━━━━━ INPUT DATA ━━━━━

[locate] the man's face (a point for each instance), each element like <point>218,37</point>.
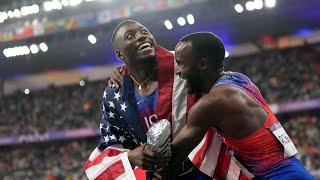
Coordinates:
<point>135,42</point>
<point>188,66</point>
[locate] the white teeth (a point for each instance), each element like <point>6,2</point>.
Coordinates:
<point>144,45</point>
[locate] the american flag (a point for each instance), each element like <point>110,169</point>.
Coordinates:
<point>121,130</point>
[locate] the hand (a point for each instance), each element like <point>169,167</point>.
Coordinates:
<point>116,77</point>
<point>143,157</point>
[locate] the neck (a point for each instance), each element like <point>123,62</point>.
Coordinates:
<point>144,71</point>
<point>210,79</point>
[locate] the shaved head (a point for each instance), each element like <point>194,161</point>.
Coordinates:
<point>115,32</point>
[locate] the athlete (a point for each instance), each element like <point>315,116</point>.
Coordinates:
<point>234,106</point>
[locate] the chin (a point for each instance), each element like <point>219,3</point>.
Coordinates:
<point>147,56</point>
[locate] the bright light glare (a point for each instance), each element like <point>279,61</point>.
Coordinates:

━━━━━

§ ABOUT THIS EXERCISE
Please retype the records above exactly, excluding every picture.

§ RESULT BELOW
[locate] the man's face (a point for each instance), each element like <point>218,37</point>.
Coordinates:
<point>135,42</point>
<point>188,66</point>
[locate] the white teeth (a point for each instance), each element like <point>6,2</point>.
Coordinates:
<point>144,45</point>
[locate] the american flag (a point for each instance), each element like <point>110,169</point>.
Coordinates:
<point>121,130</point>
[locate] the hand (a point for each instance), each element like <point>169,167</point>.
Coordinates:
<point>116,77</point>
<point>143,157</point>
[locate] the neck (a point for each instance), each element like <point>123,62</point>.
Coordinates:
<point>144,71</point>
<point>210,79</point>
[locate] the shaved head (a point for each instance), each element like <point>194,161</point>.
Coordinates:
<point>115,32</point>
[locate] the athlete (a point for each instance), each element like <point>315,116</point>.
Coordinates:
<point>234,106</point>
[locate] the chin (a point for each instance), each element like <point>219,3</point>.
Coordinates:
<point>147,56</point>
[locate] the bright light glare (a point for each instance), each element like <point>279,61</point>.
Coordinates:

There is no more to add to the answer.